• [Exercise objective]: Copy out exactly the lines below that run from the one holding "Target: siding" to the one holding "# place a dot on each instance of the weathered", keeping both of those lines and no others.

• [Data shown]:
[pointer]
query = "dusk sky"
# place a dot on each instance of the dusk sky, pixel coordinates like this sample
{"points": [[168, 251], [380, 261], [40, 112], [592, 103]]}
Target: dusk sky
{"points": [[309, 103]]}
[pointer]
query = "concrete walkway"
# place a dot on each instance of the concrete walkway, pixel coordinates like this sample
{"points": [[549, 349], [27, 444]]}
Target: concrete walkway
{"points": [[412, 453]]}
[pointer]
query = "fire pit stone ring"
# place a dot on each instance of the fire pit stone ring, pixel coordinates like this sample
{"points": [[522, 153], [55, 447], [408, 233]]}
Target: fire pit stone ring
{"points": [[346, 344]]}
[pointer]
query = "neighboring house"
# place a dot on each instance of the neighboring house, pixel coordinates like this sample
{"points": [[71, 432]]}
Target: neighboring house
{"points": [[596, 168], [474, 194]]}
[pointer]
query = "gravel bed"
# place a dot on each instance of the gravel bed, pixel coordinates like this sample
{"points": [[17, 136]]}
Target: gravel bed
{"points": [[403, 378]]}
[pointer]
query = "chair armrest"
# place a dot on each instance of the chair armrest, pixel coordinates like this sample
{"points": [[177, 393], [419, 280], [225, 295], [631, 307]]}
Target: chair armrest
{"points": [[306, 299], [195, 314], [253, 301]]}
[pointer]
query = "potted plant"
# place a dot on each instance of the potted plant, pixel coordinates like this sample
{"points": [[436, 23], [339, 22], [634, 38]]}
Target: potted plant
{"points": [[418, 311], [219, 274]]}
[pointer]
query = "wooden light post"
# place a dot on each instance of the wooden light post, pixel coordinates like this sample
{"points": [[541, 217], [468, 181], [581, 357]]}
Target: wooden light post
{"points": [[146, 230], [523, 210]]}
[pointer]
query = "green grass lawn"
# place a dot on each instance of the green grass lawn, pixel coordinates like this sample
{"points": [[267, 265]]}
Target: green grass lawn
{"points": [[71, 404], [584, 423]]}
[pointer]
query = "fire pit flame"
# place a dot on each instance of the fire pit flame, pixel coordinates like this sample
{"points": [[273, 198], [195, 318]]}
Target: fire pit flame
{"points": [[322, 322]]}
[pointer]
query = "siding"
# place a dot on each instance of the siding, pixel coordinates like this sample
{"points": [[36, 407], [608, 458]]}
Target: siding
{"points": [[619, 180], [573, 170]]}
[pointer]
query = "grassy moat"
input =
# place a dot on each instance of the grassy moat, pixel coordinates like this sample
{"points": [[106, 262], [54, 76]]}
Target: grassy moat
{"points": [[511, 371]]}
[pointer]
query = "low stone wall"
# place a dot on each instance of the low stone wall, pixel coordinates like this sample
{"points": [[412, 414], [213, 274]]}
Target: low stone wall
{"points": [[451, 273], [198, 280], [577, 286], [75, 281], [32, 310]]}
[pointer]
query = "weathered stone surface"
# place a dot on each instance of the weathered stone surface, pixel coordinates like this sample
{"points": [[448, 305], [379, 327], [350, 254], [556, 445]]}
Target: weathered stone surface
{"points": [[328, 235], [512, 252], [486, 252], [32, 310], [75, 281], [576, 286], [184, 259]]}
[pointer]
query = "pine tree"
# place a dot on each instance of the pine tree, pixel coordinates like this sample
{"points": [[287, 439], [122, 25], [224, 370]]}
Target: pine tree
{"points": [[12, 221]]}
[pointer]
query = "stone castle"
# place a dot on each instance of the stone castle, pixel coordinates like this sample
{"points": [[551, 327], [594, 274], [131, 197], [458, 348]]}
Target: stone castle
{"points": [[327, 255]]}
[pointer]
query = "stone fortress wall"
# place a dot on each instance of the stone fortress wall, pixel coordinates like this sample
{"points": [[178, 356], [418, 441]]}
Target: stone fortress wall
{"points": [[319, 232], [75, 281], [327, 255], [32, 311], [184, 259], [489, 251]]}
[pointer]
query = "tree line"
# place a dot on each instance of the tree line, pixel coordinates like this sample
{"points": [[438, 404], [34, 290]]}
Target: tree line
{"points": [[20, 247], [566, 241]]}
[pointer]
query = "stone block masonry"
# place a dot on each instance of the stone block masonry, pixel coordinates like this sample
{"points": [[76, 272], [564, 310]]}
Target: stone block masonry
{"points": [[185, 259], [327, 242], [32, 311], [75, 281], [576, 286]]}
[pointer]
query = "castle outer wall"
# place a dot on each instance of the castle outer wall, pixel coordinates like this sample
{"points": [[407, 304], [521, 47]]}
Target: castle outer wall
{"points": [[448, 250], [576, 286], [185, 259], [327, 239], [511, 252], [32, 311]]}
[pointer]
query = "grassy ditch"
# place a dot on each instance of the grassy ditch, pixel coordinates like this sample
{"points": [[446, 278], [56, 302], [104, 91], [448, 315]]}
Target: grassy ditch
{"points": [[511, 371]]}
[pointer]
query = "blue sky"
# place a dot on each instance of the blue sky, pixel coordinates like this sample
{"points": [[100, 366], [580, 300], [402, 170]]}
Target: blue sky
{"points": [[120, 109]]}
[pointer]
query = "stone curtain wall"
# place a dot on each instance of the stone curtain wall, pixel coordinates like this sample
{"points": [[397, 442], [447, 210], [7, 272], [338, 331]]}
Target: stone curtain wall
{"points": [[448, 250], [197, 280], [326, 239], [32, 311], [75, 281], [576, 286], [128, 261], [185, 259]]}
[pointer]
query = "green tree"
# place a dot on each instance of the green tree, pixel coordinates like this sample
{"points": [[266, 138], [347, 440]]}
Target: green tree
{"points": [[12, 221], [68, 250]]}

• [Output for this task]:
Target: siding
{"points": [[619, 180], [573, 170]]}
[pointer]
query = "grassy moat"
input =
# place a dot on each instance of the grassy moat, pixel coordinates like this sample
{"points": [[106, 262], [54, 76]]}
Target: grassy moat
{"points": [[511, 371]]}
[pointer]
query = "low stone wall"
# place a dot on each instance of the low stone wall, pixel coordinates like this sample
{"points": [[412, 414], [213, 274]]}
Target: low stone wall
{"points": [[451, 273], [198, 280], [577, 286], [75, 281], [32, 310]]}
[pointer]
query = "weathered stone surface"
# place a dot on each instance of the weathered stone surface, pixel coordinates like this sample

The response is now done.